━━━ Excerto do texto

Fugas - hotéis

Nini Andrade Silva é a autora do projecto de arquitectura e design de interiores deste Figueira, o primeiro do novo grupo The Beautique Hotels

Nini Andrade Silva é a autora do projecto de arquitectura e design de interiores deste Figueira, o primeiro do novo grupo The Beautique Hotels Rui Gaudêncio

Fruta da época

Por Sandra Nobre ,

Não é tempo de figos, mas na Praça da Figueira a árvore que lhe deu nome transformou-se num hotel com folhas viçosas e frutos apetecíveis todo o ano. Guardado por um cavaleiro de outros tempos, o The Beautique Hotels Figueira convida a subir à árvore e deixar-se levar pelo apelo da natureza.

É noite. Está um cavaleiro à janela. Tem armadura e uma lança. E há um castelo no alto da colina para defender. Quem será a dama em perigo que vem salvar? Menina e moça, Lisboa é resgatada aos poucos do abandono a que tem sido deixada. Da janela do quarto, a Praça da Figueira, em frente, parece adormecida. Não se vê vivalma. No casario em volta, apenas umas luzes denunciam gente, um ténue sinal de vida. Há outras que se acendem e apagam, alternadamente, consoante a fugaz freguesia das habitações. Sentimos o bater do coração da cidade. Adormecemos com conversas vadias que sibilam furtivamente nas janelas. Mas sentimo-nos seguros, guardados pelo Mestre de Avis, D. João I, que permanece impávido no seu cavalo, como o foi em Aljubarrota contra o Reino de Castela, onde foi aclamado Rei de Portugal.

Acordamos com o eléctrico que passa airoso junto ao cavaleiro, sinais dos tempos. Lisboa anda a outro ritmo em dia de semana. A praça ganha movimento à medida que o dia avança. Há folhas caídas no interior do quarto junto à janela fechada e espalhadas pelo tapete. São perenes, bordadas de propósito, como se o vento as tivesse espalhado a seu bel-prazer também pelas paredes e pelos móveis.

Visto de fora, a fachada verde do hotel é como uma árvore frondosa, como as figueiras que outrora deram nome à praça. Nini Andrade Silva, autora do projecto de arquitectura e design de interiores, concebeu o The Beautique Hotels Figueira como se fosse uma árvore, que cresce até uma altura de oito pisos. Mais do que um local para dormir, pretende que seja uma experiência sensorial. "Da base ao topo, das raízes à copa e da força estrutural à densidade do tronco, erguem-se ramos que deambulam pelos demais pisos em proporções geométricas e curvilíneas. As misteriosas proporções da folhagem ganham cor e corpo numa indisciplinada vontade de proporcionar experiências únicas", explica a designer na apresentação. E tudo é nacional - do mobiliário à comida. Esta é a estratégia do novo grupo hoteleiro The Beautique Hotels (TBH), decidido em apostar "em hotéis de charme e um segmento superior", que primem pela "personalização e design". O Figueira é o primeiro de vários projectos em curso.

━━━━━━
━━━ Linhas fornecidas

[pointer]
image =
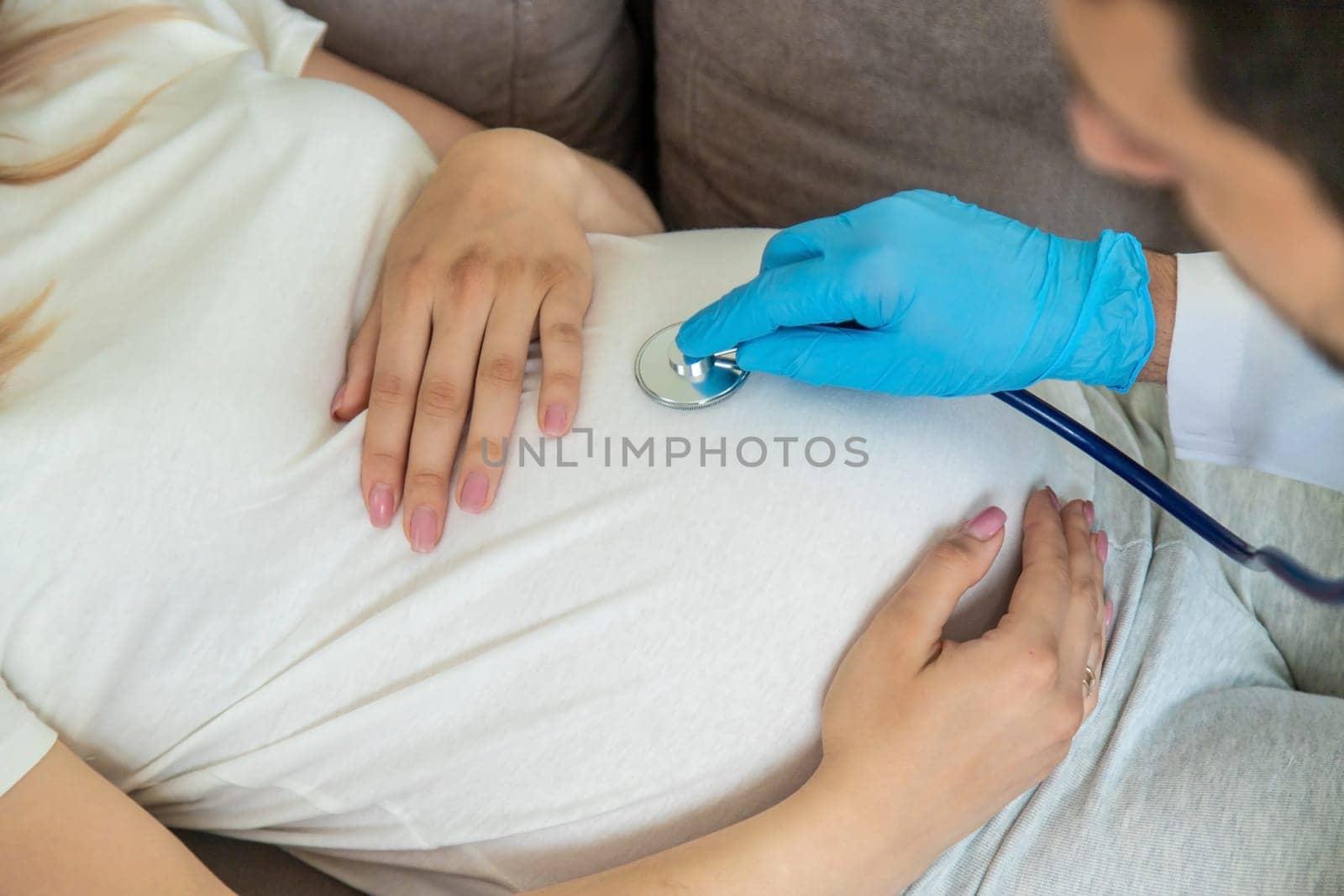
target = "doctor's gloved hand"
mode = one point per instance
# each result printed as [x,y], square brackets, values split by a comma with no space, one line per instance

━━━━━━

**Objetivo 1:**
Indique todas as pessoas mencionadas pelo nome no excerto sobre o hotel da Praça da Figueira.
**Objetivo 2:**
Prossiga o artigo sobre o hotel da Praça da Figueira a partir da última frase apresentada.
As linhas constituem material à parte, sem relação com o texto.

**Resultado 1:**
Nini Andrade Silva
Rui Gaudêncio
Sandra Nobre
D. João I, o Mestre de Avis

**Resultado 2:**
Os tons da terra envolvem o espaço em cada elemento decorativo - castanhos, bronzes, exaltados por verdes viçosos das folhas e vermelhos sumarentos da polpa dos frutos. As formas acompanham a silhueta da árvore, criando recantos mais privativos. Os móveis têm formas orgânicas. Nas paredes, projecções multimédia recriando o nascimento das folhas até à sua queda das árvores, o figo que cai maduro e se abre - as imagens surpreendem e convidam quem passa a ficar a observar. A dois passos dos principais pontos de interesse da capital - o Terreiro do Paço, o Castelo de São Jorge, os bairros mais castiços da cidade, os miradouros, os elevadores, as principais artérias comerciais, como o Chiado e a Avenida da Liberdade -, em breve o hotel vai abrir as portas ao público em organizadas visitas guiadas para que mais gente possa assistir ao "espectáculo" da natureza que acontece no interior.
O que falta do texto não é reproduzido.